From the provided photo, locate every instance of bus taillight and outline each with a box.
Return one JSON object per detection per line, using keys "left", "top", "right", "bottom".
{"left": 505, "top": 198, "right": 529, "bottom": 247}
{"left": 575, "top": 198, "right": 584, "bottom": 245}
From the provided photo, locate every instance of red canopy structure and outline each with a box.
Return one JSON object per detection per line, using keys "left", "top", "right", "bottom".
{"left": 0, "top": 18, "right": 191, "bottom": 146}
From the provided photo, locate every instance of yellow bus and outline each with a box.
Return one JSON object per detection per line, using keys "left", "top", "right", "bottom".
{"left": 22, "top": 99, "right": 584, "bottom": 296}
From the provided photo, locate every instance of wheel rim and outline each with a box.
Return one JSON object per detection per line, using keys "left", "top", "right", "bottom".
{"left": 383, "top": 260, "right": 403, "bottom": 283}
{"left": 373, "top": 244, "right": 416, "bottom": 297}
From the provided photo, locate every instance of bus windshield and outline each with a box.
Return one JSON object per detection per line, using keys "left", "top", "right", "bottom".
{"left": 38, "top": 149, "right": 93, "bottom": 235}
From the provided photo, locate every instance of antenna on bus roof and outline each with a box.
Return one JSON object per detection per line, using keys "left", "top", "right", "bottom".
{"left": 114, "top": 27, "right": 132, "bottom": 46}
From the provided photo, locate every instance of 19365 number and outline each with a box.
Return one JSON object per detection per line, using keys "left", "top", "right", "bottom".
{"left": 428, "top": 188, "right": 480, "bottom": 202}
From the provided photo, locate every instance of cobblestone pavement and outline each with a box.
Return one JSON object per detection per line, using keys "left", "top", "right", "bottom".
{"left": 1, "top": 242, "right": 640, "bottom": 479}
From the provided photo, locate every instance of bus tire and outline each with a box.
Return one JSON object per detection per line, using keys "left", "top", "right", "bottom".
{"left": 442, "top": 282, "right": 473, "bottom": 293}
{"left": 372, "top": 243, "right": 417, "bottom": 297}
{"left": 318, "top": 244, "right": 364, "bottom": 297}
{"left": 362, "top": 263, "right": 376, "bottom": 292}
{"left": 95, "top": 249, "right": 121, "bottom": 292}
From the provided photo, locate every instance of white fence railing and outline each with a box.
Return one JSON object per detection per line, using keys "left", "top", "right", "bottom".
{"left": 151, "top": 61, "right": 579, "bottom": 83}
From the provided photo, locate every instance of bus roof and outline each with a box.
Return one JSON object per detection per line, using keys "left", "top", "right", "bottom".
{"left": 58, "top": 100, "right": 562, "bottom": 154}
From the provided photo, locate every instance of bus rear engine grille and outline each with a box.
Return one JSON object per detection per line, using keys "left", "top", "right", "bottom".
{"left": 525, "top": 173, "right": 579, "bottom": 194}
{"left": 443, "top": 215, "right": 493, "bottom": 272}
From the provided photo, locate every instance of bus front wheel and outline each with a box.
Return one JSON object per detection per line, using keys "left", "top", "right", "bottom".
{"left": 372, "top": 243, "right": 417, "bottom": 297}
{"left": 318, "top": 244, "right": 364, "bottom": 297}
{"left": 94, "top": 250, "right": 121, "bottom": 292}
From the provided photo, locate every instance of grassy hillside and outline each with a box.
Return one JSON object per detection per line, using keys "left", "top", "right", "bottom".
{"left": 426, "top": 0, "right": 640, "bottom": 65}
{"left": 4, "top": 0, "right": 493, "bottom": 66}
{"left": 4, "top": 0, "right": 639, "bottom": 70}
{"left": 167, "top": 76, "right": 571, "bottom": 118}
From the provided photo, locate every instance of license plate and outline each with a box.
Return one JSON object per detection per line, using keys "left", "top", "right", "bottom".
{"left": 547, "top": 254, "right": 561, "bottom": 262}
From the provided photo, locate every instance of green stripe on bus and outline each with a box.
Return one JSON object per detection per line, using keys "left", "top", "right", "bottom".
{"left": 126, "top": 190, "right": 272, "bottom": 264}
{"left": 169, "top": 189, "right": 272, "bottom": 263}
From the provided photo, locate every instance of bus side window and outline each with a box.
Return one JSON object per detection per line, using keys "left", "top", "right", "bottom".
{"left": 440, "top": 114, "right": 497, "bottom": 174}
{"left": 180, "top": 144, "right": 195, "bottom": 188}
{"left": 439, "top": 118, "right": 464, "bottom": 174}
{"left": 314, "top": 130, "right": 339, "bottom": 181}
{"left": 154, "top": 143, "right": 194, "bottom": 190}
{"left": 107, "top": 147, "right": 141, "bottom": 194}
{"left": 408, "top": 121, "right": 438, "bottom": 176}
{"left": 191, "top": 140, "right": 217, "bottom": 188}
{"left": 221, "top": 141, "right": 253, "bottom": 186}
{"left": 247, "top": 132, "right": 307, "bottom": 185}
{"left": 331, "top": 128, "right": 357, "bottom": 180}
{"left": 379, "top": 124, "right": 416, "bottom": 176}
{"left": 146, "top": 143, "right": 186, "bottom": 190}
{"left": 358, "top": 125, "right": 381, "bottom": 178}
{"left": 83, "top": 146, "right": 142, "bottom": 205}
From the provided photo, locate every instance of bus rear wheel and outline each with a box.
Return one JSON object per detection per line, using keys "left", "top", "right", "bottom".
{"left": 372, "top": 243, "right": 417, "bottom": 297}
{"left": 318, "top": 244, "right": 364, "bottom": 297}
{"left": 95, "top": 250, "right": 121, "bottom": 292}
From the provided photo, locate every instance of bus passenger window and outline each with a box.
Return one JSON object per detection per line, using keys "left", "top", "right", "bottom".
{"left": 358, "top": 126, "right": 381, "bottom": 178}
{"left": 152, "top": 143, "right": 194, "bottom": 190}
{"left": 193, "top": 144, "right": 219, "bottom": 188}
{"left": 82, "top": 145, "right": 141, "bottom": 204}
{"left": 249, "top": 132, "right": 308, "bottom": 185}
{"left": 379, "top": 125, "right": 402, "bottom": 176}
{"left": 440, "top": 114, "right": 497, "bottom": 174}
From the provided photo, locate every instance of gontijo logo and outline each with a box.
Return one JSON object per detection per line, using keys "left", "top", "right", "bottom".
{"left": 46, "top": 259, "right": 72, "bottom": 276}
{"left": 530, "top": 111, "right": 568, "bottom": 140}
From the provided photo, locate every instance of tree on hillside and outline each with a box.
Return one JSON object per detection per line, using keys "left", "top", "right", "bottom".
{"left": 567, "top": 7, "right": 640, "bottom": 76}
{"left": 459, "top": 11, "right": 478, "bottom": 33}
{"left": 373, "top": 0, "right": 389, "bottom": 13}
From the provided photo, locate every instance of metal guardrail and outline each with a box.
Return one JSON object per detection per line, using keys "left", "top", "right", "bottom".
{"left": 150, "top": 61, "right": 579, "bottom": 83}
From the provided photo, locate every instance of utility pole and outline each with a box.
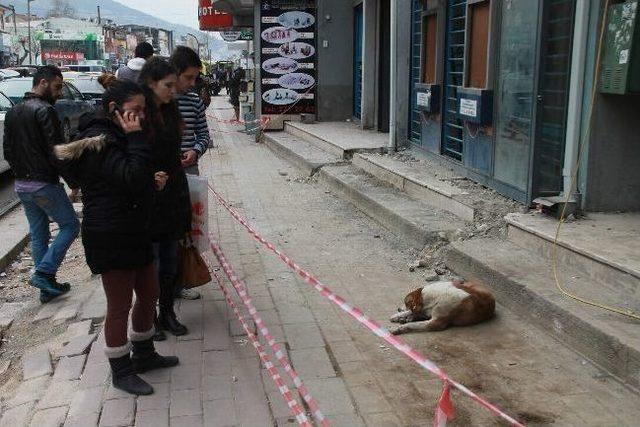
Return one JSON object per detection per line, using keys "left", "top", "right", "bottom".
{"left": 12, "top": 5, "right": 16, "bottom": 34}
{"left": 27, "top": 0, "right": 34, "bottom": 65}
{"left": 97, "top": 5, "right": 101, "bottom": 24}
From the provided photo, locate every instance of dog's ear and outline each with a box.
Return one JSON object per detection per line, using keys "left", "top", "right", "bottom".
{"left": 404, "top": 288, "right": 424, "bottom": 313}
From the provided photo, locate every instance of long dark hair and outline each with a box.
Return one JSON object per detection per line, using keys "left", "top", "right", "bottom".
{"left": 98, "top": 75, "right": 145, "bottom": 115}
{"left": 139, "top": 58, "right": 183, "bottom": 141}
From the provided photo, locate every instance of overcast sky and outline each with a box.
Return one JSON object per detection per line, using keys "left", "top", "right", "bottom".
{"left": 113, "top": 0, "right": 199, "bottom": 29}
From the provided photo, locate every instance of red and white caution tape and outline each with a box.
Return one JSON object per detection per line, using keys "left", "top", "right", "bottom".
{"left": 209, "top": 237, "right": 329, "bottom": 427}
{"left": 206, "top": 182, "right": 525, "bottom": 427}
{"left": 209, "top": 267, "right": 311, "bottom": 426}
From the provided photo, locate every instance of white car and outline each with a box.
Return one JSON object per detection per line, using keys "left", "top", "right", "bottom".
{"left": 0, "top": 91, "right": 14, "bottom": 174}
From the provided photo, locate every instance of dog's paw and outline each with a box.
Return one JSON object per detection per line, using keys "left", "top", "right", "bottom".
{"left": 389, "top": 326, "right": 405, "bottom": 335}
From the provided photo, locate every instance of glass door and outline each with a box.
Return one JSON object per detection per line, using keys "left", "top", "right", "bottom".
{"left": 493, "top": 0, "right": 541, "bottom": 193}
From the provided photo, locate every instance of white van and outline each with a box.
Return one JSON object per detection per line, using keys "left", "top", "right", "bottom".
{"left": 0, "top": 91, "right": 14, "bottom": 174}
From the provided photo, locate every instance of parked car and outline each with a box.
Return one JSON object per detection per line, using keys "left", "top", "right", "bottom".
{"left": 6, "top": 66, "right": 38, "bottom": 77}
{"left": 0, "top": 91, "right": 14, "bottom": 174}
{"left": 64, "top": 74, "right": 105, "bottom": 109}
{"left": 66, "top": 65, "right": 107, "bottom": 74}
{"left": 0, "top": 77, "right": 94, "bottom": 142}
{"left": 0, "top": 69, "right": 21, "bottom": 80}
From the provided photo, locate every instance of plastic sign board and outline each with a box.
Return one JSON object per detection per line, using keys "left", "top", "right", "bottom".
{"left": 199, "top": 0, "right": 233, "bottom": 31}
{"left": 260, "top": 0, "right": 317, "bottom": 116}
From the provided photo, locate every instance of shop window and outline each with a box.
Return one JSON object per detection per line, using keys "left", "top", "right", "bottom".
{"left": 421, "top": 13, "right": 437, "bottom": 84}
{"left": 467, "top": 0, "right": 490, "bottom": 88}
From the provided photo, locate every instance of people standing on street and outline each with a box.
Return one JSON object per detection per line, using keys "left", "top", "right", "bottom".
{"left": 116, "top": 42, "right": 154, "bottom": 83}
{"left": 228, "top": 67, "right": 246, "bottom": 122}
{"left": 170, "top": 46, "right": 212, "bottom": 177}
{"left": 55, "top": 79, "right": 178, "bottom": 396}
{"left": 139, "top": 58, "right": 191, "bottom": 340}
{"left": 169, "top": 46, "right": 213, "bottom": 301}
{"left": 2, "top": 65, "right": 80, "bottom": 304}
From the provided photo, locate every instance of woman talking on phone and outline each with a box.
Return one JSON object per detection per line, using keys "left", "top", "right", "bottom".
{"left": 139, "top": 58, "right": 191, "bottom": 340}
{"left": 55, "top": 77, "right": 178, "bottom": 396}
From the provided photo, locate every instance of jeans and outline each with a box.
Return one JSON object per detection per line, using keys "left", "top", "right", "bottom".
{"left": 17, "top": 184, "right": 80, "bottom": 276}
{"left": 153, "top": 240, "right": 179, "bottom": 280}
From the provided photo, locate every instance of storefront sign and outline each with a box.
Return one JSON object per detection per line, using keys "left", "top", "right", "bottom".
{"left": 199, "top": 0, "right": 233, "bottom": 31}
{"left": 220, "top": 29, "right": 254, "bottom": 42}
{"left": 42, "top": 51, "right": 85, "bottom": 61}
{"left": 260, "top": 0, "right": 317, "bottom": 115}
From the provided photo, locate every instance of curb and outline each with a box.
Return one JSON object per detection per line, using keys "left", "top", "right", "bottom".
{"left": 445, "top": 238, "right": 640, "bottom": 390}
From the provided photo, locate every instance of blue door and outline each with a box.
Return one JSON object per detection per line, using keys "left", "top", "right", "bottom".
{"left": 353, "top": 3, "right": 364, "bottom": 119}
{"left": 408, "top": 0, "right": 423, "bottom": 145}
{"left": 441, "top": 0, "right": 467, "bottom": 161}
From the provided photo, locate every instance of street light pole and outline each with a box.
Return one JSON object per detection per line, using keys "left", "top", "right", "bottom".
{"left": 27, "top": 0, "right": 33, "bottom": 64}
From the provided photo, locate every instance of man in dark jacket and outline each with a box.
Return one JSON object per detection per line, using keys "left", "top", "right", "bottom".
{"left": 3, "top": 65, "right": 80, "bottom": 303}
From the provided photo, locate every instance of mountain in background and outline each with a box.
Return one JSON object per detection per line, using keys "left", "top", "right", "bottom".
{"left": 9, "top": 0, "right": 230, "bottom": 59}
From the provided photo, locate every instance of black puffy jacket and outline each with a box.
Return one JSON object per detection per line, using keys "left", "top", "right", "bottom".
{"left": 3, "top": 92, "right": 77, "bottom": 187}
{"left": 56, "top": 115, "right": 154, "bottom": 273}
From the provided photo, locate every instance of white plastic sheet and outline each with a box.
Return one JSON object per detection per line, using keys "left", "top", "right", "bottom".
{"left": 186, "top": 175, "right": 209, "bottom": 253}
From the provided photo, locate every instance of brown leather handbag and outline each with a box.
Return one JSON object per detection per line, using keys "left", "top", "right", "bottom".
{"left": 179, "top": 238, "right": 212, "bottom": 289}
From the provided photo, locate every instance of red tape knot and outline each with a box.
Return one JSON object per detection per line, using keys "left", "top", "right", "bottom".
{"left": 434, "top": 381, "right": 456, "bottom": 427}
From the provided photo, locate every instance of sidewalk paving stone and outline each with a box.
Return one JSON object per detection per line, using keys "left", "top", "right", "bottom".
{"left": 63, "top": 320, "right": 93, "bottom": 343}
{"left": 55, "top": 333, "right": 97, "bottom": 358}
{"left": 22, "top": 346, "right": 52, "bottom": 380}
{"left": 137, "top": 382, "right": 170, "bottom": 411}
{"left": 136, "top": 408, "right": 169, "bottom": 427}
{"left": 202, "top": 351, "right": 231, "bottom": 377}
{"left": 0, "top": 402, "right": 35, "bottom": 427}
{"left": 36, "top": 379, "right": 79, "bottom": 410}
{"left": 29, "top": 406, "right": 69, "bottom": 427}
{"left": 67, "top": 386, "right": 104, "bottom": 418}
{"left": 53, "top": 355, "right": 87, "bottom": 381}
{"left": 202, "top": 374, "right": 233, "bottom": 401}
{"left": 171, "top": 414, "right": 204, "bottom": 427}
{"left": 361, "top": 411, "right": 403, "bottom": 426}
{"left": 202, "top": 399, "right": 235, "bottom": 426}
{"left": 289, "top": 348, "right": 336, "bottom": 380}
{"left": 174, "top": 341, "right": 203, "bottom": 366}
{"left": 282, "top": 322, "right": 325, "bottom": 349}
{"left": 78, "top": 361, "right": 110, "bottom": 389}
{"left": 170, "top": 389, "right": 203, "bottom": 418}
{"left": 0, "top": 302, "right": 27, "bottom": 330}
{"left": 99, "top": 397, "right": 135, "bottom": 427}
{"left": 170, "top": 363, "right": 203, "bottom": 392}
{"left": 64, "top": 412, "right": 100, "bottom": 427}
{"left": 6, "top": 375, "right": 49, "bottom": 408}
{"left": 53, "top": 301, "right": 81, "bottom": 324}
{"left": 302, "top": 377, "right": 357, "bottom": 417}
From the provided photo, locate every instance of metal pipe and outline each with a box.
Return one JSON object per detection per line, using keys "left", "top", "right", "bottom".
{"left": 388, "top": 0, "right": 398, "bottom": 152}
{"left": 563, "top": 0, "right": 590, "bottom": 198}
{"left": 28, "top": 0, "right": 33, "bottom": 65}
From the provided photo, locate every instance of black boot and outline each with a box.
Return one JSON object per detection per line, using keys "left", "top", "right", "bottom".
{"left": 108, "top": 354, "right": 154, "bottom": 396}
{"left": 159, "top": 305, "right": 189, "bottom": 336}
{"left": 131, "top": 338, "right": 179, "bottom": 373}
{"left": 153, "top": 314, "right": 166, "bottom": 342}
{"left": 159, "top": 275, "right": 188, "bottom": 336}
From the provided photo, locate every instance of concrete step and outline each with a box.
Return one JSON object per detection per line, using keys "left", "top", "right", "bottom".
{"left": 263, "top": 131, "right": 345, "bottom": 177}
{"left": 506, "top": 212, "right": 640, "bottom": 298}
{"left": 445, "top": 237, "right": 640, "bottom": 389}
{"left": 353, "top": 153, "right": 475, "bottom": 222}
{"left": 284, "top": 121, "right": 387, "bottom": 159}
{"left": 318, "top": 164, "right": 465, "bottom": 249}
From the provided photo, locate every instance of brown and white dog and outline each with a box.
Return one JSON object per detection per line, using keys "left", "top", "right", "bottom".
{"left": 389, "top": 280, "right": 495, "bottom": 335}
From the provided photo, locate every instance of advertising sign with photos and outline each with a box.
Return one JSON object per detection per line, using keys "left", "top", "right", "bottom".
{"left": 260, "top": 0, "right": 316, "bottom": 115}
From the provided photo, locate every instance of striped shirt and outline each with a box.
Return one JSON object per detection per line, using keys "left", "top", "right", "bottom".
{"left": 177, "top": 92, "right": 211, "bottom": 156}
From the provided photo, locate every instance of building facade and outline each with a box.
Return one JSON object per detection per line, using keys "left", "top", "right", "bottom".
{"left": 227, "top": 0, "right": 640, "bottom": 212}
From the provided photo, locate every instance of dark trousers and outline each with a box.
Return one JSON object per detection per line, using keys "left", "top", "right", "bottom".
{"left": 101, "top": 263, "right": 159, "bottom": 347}
{"left": 154, "top": 240, "right": 179, "bottom": 306}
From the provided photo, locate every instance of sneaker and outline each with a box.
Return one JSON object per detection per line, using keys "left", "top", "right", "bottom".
{"left": 177, "top": 288, "right": 201, "bottom": 300}
{"left": 39, "top": 281, "right": 71, "bottom": 304}
{"left": 39, "top": 290, "right": 58, "bottom": 304}
{"left": 29, "top": 272, "right": 65, "bottom": 296}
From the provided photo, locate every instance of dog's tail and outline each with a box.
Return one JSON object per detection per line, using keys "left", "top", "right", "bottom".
{"left": 456, "top": 281, "right": 496, "bottom": 320}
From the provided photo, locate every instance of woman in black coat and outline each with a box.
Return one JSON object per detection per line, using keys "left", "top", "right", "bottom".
{"left": 55, "top": 78, "right": 178, "bottom": 396}
{"left": 139, "top": 58, "right": 192, "bottom": 340}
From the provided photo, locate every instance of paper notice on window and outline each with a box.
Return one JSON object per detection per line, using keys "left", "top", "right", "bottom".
{"left": 619, "top": 49, "right": 629, "bottom": 65}
{"left": 459, "top": 99, "right": 478, "bottom": 118}
{"left": 417, "top": 92, "right": 430, "bottom": 108}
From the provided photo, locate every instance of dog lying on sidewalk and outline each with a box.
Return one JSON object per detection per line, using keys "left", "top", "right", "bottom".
{"left": 389, "top": 280, "right": 495, "bottom": 335}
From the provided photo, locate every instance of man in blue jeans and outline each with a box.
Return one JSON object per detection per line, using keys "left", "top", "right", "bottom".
{"left": 3, "top": 65, "right": 80, "bottom": 303}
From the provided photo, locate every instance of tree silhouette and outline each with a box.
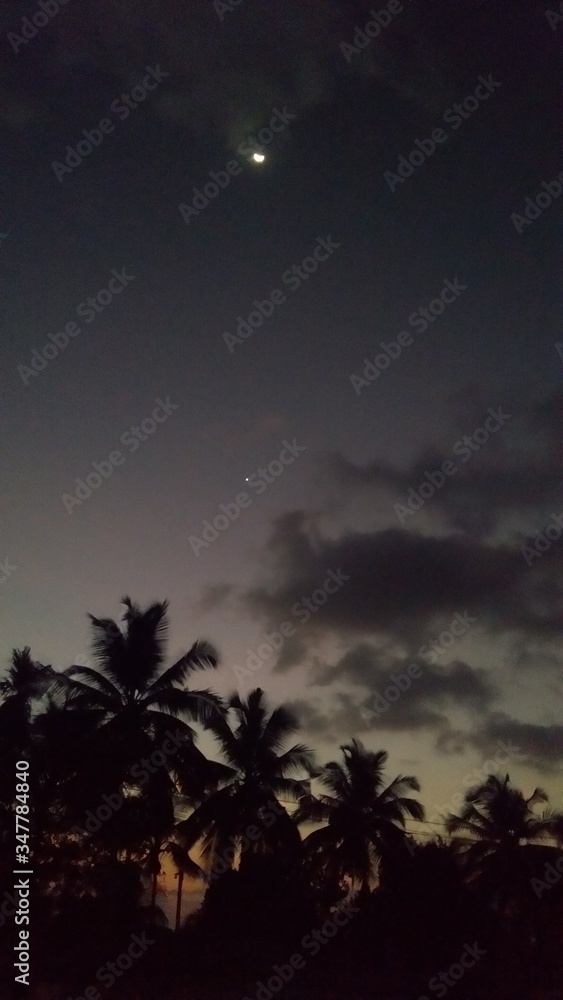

- [TASK OBJECTIVE]: Word for word, quote the lines of the material from the first line through the line with "From the provided photo, locate every instance of bus windshield", both ends included.

- [SOLUTION FOR THIS TASK]:
From the provided photo, locate every instance of bus taillight and outline each with a box.
Return one JSON object per detection per line, using keys "left", "top", "right", "bottom".
{"left": 505, "top": 198, "right": 529, "bottom": 247}
{"left": 575, "top": 198, "right": 584, "bottom": 245}
From the provided photo, locate every instance of red canopy structure and outline each with a box.
Return one JSON object per detection per line, using keys "left", "top", "right", "bottom".
{"left": 0, "top": 18, "right": 191, "bottom": 146}
From the provided photo, locate every instance of yellow bus and outline each with a box.
Return one JSON object per detection per line, using keys "left", "top", "right", "bottom".
{"left": 22, "top": 99, "right": 584, "bottom": 296}
From the provided photo, locate every instance of wheel rim and outline each with a box.
Return one JSON object per detection per line, using keys "left", "top", "right", "bottom".
{"left": 383, "top": 260, "right": 403, "bottom": 283}
{"left": 373, "top": 244, "right": 416, "bottom": 297}
From the provided photo, locate every instance of bus windshield and outline each with a box.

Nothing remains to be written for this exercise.